Set problem: Copy every one of the records below line for line, without changing a single character.

Data to process:
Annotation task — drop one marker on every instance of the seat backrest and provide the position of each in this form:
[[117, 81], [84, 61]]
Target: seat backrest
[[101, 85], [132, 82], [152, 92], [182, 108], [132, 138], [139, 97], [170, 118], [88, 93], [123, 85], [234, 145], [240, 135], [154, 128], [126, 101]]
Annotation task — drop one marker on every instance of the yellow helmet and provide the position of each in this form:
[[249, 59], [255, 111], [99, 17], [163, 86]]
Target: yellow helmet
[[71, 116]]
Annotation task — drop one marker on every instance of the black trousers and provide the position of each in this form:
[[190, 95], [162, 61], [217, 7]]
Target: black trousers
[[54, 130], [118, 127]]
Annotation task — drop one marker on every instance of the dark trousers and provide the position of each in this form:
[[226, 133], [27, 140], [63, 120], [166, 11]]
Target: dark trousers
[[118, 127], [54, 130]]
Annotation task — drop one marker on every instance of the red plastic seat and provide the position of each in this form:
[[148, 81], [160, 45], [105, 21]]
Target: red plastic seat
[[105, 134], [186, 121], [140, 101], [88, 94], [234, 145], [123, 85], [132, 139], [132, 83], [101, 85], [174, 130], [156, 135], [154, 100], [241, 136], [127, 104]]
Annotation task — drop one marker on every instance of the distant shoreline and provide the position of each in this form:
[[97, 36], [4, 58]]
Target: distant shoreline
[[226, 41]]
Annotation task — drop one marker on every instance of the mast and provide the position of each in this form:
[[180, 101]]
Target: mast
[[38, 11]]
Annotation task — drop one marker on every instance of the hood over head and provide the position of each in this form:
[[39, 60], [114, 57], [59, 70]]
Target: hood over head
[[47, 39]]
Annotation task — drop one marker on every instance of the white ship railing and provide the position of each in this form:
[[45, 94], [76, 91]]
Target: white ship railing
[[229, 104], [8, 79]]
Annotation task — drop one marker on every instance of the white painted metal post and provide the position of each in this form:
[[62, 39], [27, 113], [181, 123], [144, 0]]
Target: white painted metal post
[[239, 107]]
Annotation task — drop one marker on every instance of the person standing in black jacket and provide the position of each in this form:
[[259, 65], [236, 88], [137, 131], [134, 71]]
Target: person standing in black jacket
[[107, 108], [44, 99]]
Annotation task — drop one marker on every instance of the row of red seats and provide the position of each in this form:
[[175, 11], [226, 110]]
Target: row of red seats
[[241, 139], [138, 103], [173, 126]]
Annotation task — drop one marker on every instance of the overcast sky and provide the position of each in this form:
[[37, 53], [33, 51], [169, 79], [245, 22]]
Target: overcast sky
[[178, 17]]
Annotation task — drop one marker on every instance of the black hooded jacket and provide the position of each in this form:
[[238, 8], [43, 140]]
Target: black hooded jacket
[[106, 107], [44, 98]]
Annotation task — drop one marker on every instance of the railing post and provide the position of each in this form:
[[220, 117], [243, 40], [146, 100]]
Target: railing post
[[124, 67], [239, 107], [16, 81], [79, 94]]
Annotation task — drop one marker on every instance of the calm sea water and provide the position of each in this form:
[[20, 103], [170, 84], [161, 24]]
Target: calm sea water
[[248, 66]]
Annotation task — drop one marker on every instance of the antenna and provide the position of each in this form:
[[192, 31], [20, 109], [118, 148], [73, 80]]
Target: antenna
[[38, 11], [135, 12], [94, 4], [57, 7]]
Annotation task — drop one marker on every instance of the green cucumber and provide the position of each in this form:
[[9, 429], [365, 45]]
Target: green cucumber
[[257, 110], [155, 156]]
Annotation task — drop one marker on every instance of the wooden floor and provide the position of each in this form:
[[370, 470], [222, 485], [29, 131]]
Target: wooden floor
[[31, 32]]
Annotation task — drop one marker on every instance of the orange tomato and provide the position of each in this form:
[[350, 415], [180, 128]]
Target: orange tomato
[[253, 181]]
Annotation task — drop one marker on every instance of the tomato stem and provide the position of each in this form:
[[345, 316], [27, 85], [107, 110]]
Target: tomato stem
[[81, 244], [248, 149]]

Result for this task:
Annotation task — drop one marker on every instance of the seat backrest and provide the position of each in this form:
[[117, 81], [84, 61]]
Target: seat backrest
[[101, 85], [132, 82], [152, 92], [182, 108], [132, 138], [139, 97], [170, 118], [88, 93], [123, 85], [234, 145], [240, 135], [154, 128], [126, 101]]
Annotation task — drop one marker on every instance of the yellow helmet and provide the position of each in this form:
[[249, 59], [255, 111], [99, 17], [163, 86]]
Target: yellow helmet
[[71, 116]]
Annotation task — drop one marker on every instance of the black trousers and provide the position of each in this form:
[[190, 95], [162, 61], [217, 7]]
Target: black trousers
[[54, 130], [118, 127]]
Annotation task — drop one marker on every instance of the dark trousers and provide the position of each in this form:
[[226, 133], [27, 140], [63, 120], [166, 11]]
Target: dark trousers
[[118, 127], [54, 130]]
Annotation task — drop one marker on every instance of the red plastic seat and provide the position of each in this form:
[[148, 81], [160, 45], [105, 21]]
Target: red plastic seat
[[105, 134], [186, 121], [140, 101], [88, 94], [234, 145], [123, 85], [132, 139], [132, 83], [101, 85], [174, 130], [156, 135], [154, 100], [241, 136], [127, 104]]
Annotation task — drop one marker on every instance of the distant shoreline and provide the position of each in this form:
[[97, 36], [4, 58]]
Target: distant shoreline
[[226, 41]]
Annotation task — drop one marker on every instance of the mast and provide the position of each in this form:
[[180, 101]]
Target: mast
[[38, 11]]
Annotation task — drop one marker on every instance of the hood over head and provide the position of each in this form:
[[39, 60], [114, 57], [59, 70]]
Target: hood over head
[[47, 39]]
Annotation task — drop one marker on every instance of the white ship railing and provide the position of each in this form:
[[45, 94], [76, 91]]
Target: white ship railing
[[229, 104], [8, 79]]
Annotation task — drop one marker on every instance of the white painted metal post and provide the position of each in this form:
[[62, 39], [27, 113], [181, 123], [144, 0]]
Target: white painted metal post
[[239, 107]]
Annotation task — drop one marker on every instance of the person standing in black jacket and provide the position of each in this form:
[[259, 65], [236, 88], [137, 131], [134, 71]]
Target: person standing in black jacket
[[107, 108], [44, 99]]
Annotation task — drop one marker on every instance of the row of red seats and provide the position of each in this form:
[[175, 11], [226, 110]]
Target: row of red seats
[[241, 139], [138, 103], [173, 126]]
Annotation task — drop one marker on every instance of the overcast sky and provide the position of each in this form:
[[37, 53], [33, 51], [169, 79], [245, 22]]
Target: overcast sky
[[178, 17]]
Annotation task — drop one marker on every instance of the black hooded jacket and provide the position of each in this form:
[[238, 8], [43, 140]]
Target: black hooded jacket
[[106, 107], [44, 98]]
Annotation task — drop one marker on every instance of the railing post and provide the position of each in this form:
[[220, 117], [243, 40], [146, 100]]
Target: railing post
[[124, 67], [239, 107], [16, 81], [79, 94]]
Annotation task — drop one marker on every instance of the calm sea water and provide the position of each in this form:
[[20, 103], [170, 84], [161, 24]]
Target: calm sea water
[[248, 66]]
Annotation task — drop one marker on every instance of the antenna and provide the position of each in this form:
[[192, 31], [20, 109], [118, 148], [73, 80]]
Target: antenna
[[38, 11], [135, 12], [94, 4], [57, 7]]
Annotation task — drop one marker on every instance of the green cucumber and provide the position of each in this form:
[[9, 429], [365, 45]]
Target: green cucumber
[[257, 110], [155, 156]]
Annotation task — drop one marker on every instance of the wooden floor and provide the position of each in this form:
[[370, 470], [222, 485], [29, 131]]
Target: wooden floor
[[31, 32]]
Annotation task — drop one marker on every instance of the orange tomato and provide the position of each in this form:
[[350, 415], [180, 128]]
Target: orange tomato
[[253, 181]]
Annotation task — drop one marker on every instance of the tomato stem and provide the position of each in this form:
[[345, 316], [27, 85], [107, 110]]
Target: tomato stem
[[81, 244], [248, 149]]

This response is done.